Work to complete: Locate each line in the data below that contains the string "yellow", and copy those lines out. Matching is case-sensitive.

Material provided:
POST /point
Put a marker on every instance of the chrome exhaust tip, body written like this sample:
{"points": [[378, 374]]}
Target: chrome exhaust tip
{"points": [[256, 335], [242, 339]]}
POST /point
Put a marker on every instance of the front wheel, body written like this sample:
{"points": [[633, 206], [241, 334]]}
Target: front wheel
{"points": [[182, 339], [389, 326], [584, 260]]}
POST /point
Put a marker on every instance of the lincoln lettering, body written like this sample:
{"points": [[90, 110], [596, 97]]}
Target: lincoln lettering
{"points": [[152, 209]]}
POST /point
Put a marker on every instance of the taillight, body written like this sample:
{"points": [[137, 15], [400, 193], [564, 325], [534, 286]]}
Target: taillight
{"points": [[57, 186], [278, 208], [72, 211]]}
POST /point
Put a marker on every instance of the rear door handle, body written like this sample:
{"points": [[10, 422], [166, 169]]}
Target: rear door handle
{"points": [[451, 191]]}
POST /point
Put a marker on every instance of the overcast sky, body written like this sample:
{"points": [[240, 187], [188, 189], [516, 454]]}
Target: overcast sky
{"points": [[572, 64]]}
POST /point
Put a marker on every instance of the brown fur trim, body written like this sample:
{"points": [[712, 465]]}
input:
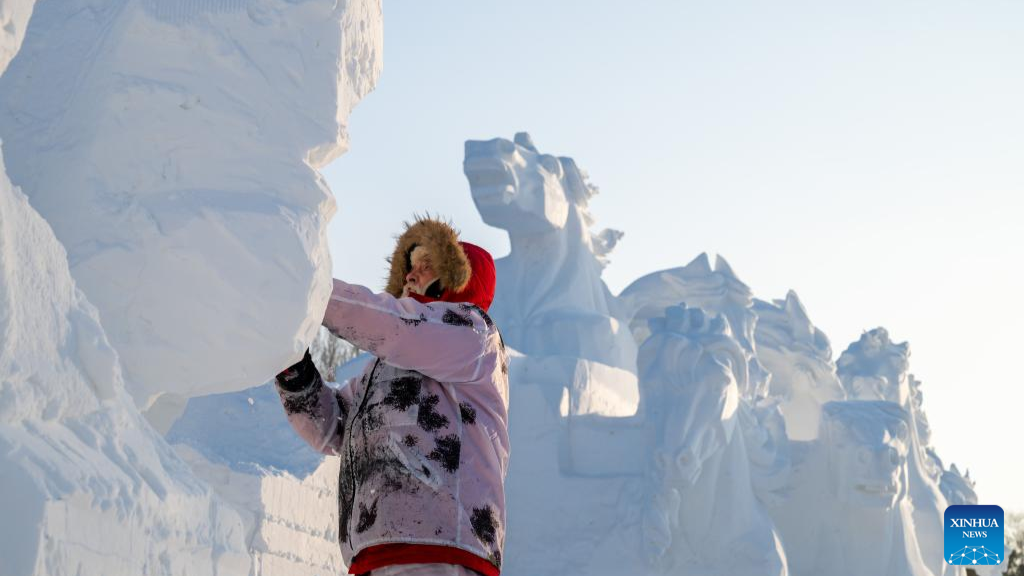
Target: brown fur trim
{"points": [[441, 240]]}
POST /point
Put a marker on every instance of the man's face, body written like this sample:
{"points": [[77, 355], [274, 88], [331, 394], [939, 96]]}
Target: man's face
{"points": [[422, 273]]}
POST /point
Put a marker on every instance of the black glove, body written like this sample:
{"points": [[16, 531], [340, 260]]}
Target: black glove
{"points": [[299, 375]]}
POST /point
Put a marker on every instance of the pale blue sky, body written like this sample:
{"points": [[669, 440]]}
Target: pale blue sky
{"points": [[868, 155]]}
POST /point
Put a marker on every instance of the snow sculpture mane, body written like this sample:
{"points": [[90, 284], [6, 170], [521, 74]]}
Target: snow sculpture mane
{"points": [[173, 148], [850, 513], [696, 284], [550, 298], [701, 516], [799, 357], [877, 368]]}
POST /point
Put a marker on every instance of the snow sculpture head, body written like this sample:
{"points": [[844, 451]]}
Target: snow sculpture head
{"points": [[717, 290], [700, 508], [957, 488], [876, 368], [867, 444], [690, 373], [550, 297], [187, 138], [799, 357]]}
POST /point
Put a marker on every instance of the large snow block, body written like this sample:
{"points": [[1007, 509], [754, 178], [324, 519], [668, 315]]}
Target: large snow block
{"points": [[86, 486], [173, 147]]}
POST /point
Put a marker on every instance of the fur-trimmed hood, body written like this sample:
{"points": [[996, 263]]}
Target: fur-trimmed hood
{"points": [[466, 271]]}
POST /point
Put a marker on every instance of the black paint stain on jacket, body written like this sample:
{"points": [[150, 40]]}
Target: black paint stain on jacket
{"points": [[404, 393], [367, 518], [428, 418], [456, 319], [467, 412], [448, 451], [484, 524]]}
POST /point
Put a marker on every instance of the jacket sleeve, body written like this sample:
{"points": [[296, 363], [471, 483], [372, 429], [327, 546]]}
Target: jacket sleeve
{"points": [[445, 341], [317, 412]]}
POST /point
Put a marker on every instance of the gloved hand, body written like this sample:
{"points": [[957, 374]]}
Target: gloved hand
{"points": [[298, 375]]}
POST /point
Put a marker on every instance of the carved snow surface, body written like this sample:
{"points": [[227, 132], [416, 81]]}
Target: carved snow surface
{"points": [[799, 358], [550, 298], [849, 513], [86, 486], [750, 451], [173, 148], [877, 368], [717, 290]]}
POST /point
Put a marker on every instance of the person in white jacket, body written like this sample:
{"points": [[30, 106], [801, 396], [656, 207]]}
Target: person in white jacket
{"points": [[423, 434]]}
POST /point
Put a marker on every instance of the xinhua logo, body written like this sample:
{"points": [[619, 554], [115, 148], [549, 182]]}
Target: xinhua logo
{"points": [[973, 535]]}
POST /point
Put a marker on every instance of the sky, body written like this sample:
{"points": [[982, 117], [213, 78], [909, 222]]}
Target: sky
{"points": [[868, 155]]}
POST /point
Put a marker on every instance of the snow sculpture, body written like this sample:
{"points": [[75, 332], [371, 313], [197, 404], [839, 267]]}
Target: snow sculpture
{"points": [[701, 516], [550, 298], [849, 513], [173, 147], [876, 368], [13, 19], [799, 358], [86, 486], [718, 291]]}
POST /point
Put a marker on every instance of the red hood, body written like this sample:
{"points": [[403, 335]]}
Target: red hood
{"points": [[480, 289]]}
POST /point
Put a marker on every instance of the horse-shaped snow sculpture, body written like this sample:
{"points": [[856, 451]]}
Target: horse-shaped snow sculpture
{"points": [[850, 512], [701, 515], [550, 298], [877, 368], [799, 357], [697, 285]]}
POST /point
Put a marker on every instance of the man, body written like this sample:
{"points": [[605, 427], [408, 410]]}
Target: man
{"points": [[423, 433]]}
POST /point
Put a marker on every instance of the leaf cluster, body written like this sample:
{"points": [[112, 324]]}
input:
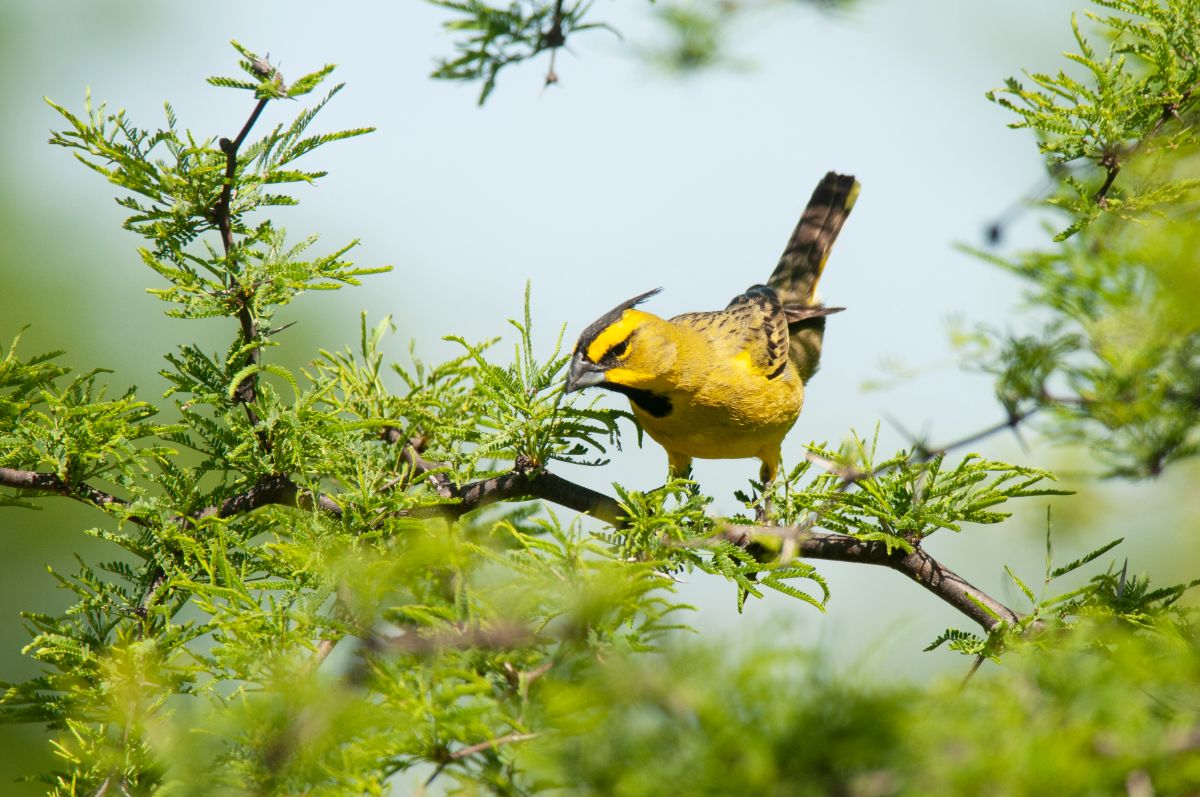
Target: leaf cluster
{"points": [[1132, 100]]}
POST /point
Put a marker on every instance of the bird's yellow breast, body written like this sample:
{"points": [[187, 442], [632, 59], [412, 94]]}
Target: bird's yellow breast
{"points": [[723, 406]]}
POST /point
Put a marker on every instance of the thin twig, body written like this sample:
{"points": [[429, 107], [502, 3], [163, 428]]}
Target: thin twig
{"points": [[917, 565]]}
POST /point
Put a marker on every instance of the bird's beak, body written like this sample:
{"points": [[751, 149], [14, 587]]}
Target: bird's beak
{"points": [[583, 373]]}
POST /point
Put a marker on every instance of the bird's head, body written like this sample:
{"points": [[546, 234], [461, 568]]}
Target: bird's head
{"points": [[625, 349]]}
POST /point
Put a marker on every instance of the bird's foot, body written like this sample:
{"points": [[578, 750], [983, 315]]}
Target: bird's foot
{"points": [[762, 513]]}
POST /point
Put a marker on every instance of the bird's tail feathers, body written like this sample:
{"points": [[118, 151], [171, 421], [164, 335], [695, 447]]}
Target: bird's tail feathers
{"points": [[801, 265]]}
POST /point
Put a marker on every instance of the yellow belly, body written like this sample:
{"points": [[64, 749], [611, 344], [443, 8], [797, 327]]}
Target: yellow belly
{"points": [[729, 417]]}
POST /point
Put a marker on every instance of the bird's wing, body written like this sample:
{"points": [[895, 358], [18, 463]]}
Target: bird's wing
{"points": [[753, 327], [803, 261], [804, 257]]}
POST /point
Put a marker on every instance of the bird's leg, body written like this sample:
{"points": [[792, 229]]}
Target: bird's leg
{"points": [[767, 475], [678, 466]]}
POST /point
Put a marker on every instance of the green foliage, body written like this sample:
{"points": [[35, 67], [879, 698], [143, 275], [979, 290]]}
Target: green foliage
{"points": [[905, 498], [1089, 714], [521, 412], [1132, 101], [330, 581], [1115, 366]]}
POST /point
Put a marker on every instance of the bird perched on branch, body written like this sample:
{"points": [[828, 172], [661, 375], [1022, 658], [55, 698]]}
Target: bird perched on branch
{"points": [[729, 383]]}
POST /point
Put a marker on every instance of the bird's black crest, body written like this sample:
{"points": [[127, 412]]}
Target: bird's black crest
{"points": [[605, 321]]}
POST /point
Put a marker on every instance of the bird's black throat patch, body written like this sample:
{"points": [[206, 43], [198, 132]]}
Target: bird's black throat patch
{"points": [[654, 403]]}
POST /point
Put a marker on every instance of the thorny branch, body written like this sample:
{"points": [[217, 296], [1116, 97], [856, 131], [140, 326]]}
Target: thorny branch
{"points": [[1111, 160], [517, 484], [222, 215]]}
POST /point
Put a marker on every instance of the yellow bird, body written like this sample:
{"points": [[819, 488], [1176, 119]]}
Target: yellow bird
{"points": [[729, 383]]}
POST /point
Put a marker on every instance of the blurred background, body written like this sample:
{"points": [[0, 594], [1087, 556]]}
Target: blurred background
{"points": [[619, 179]]}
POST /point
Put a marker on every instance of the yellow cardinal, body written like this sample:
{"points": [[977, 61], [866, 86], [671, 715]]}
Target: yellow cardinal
{"points": [[727, 383]]}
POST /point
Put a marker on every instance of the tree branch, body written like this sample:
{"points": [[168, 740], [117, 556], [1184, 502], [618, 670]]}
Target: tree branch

Result of the task:
Put a marker on every instance of the bird's yellow breast, body written like this sample:
Target: bird's yellow breast
Put a marker on every instance of the yellow belly, body written like this sample:
Target: yellow belly
Put a marker on every instance of the yellow bird, body written like this sample:
Target: yellow bird
Put a marker on every instance of the yellow cardinal, body written like this sample:
Target: yellow cardinal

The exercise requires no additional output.